* START Excerpted text *
The OMB output is a fixed-width ASCII file with 350-byte records. Every field is converted from EBCDIC, packed decimals are converted to display format, and dates are reformatted from YYYYMMDD to MM/DD/YYYY (OMB's required format — yes, they still require MM/DD/YYYY in 2026).

GAO Transformation (GAOXFORM)

GAO receives individual-level records for a statistical sample. The sample flag in the canonical record determines inclusion. The output is XML — and generating well-formed XML from COBOL is exactly as painful as you'd imagine:

       WRITE-GAO-XML-RECORD.
           STRING '<beneficiary>' DELIMITED BY SIZE
               '<id>' DELIMITED BY SIZE
               WS-CAN-BENE-ID DELIMITED BY SPACES
               '</id>' DELIMITED BY SIZE
               '<program>' DELIMITED BY SIZE
               WS-CAN-PROGRAM-CD DELIMITED BY SPACES
               '</program>' DELIMITED BY SIZE
               '<activity>' DELIMITED BY SIZE
               '<type>' DELIMITED BY SIZE
               WS-CAN-ACTIVITY-TYPE DELIMITED BY SPACES
               '</type>' DELIMITED BY SIZE
               '<date>' DELIMITED BY SIZE
               WS-ISO-DATE DELIMITED BY SIZE
               '</date>' DELIMITED BY SIZE
               '<amount>' DELIMITED BY SIZE
               WS-DISPLAY-AMOUNT DELIMITED BY SIZE
               '</amount>' DELIMITED BY SIZE
               '</activity>' DELIMITED BY SIZE
               '</beneficiary>' DELIMITED BY SIZE
           INTO WS-XML-BUFFER
           END-STRING

           WRITE GAO-OUTPUT-RECORD FROM WS-XML-BUFFER
           .
* END Excerpted text *
Jobs:
(a) According to the COBOL excerpt, what decides whether a record goes into the GAO output?
(b) Turn the paragraph of the COBOL excerpt that begins "The OMB output is" into a short list that keeps its main facts.
(c) Please reproduce the COBOL excerpt word for word, starting with "The OMB output" and going on through "MM/DD/YYYY in 2026).".
The records after this text aren't needed for anything here.
* START Extracted information *
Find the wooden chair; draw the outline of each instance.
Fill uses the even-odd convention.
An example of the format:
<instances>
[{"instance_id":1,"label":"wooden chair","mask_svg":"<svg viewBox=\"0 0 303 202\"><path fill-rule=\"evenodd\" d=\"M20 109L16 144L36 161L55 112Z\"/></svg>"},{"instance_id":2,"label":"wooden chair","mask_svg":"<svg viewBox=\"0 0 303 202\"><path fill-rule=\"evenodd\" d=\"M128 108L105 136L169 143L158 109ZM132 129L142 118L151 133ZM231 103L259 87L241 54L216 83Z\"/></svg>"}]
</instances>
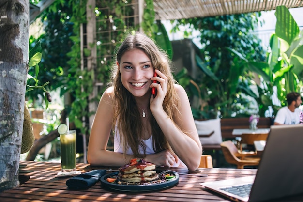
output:
<instances>
[{"instance_id":1,"label":"wooden chair","mask_svg":"<svg viewBox=\"0 0 303 202\"><path fill-rule=\"evenodd\" d=\"M240 152L236 145L230 140L221 143L223 155L226 161L237 165L237 168L243 169L244 166L257 166L260 157L254 152Z\"/></svg>"},{"instance_id":2,"label":"wooden chair","mask_svg":"<svg viewBox=\"0 0 303 202\"><path fill-rule=\"evenodd\" d=\"M212 168L212 159L211 155L201 155L199 168Z\"/></svg>"},{"instance_id":3,"label":"wooden chair","mask_svg":"<svg viewBox=\"0 0 303 202\"><path fill-rule=\"evenodd\" d=\"M243 144L248 145L253 145L254 141L266 140L268 133L256 133L249 134L243 133L241 136L241 140L240 142L240 149L241 152L243 151Z\"/></svg>"}]
</instances>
* END Extracted information *
Answers to the exercise:
(a) The sample flag in the canonical record.

(b)
- The OMB output is a fixed-width ASCII file with 350-byte records.
- Every field is converted from EBCDIC.
- Packed decimals are converted to display format.
- Dates are reformatted from YYYYMMDD to MM/DD/YYYY, the format OMB requires.

(c)
The OMB output is a fixed-width ASCII file with 350-byte records. Every field is converted from EBCDIC, packed decimals are converted to display format, and dates are reformatted from YYYYMMDD to MM/DD/YYYY (OMB's required format — yes, they still require MM/DD/YYYY in 2026).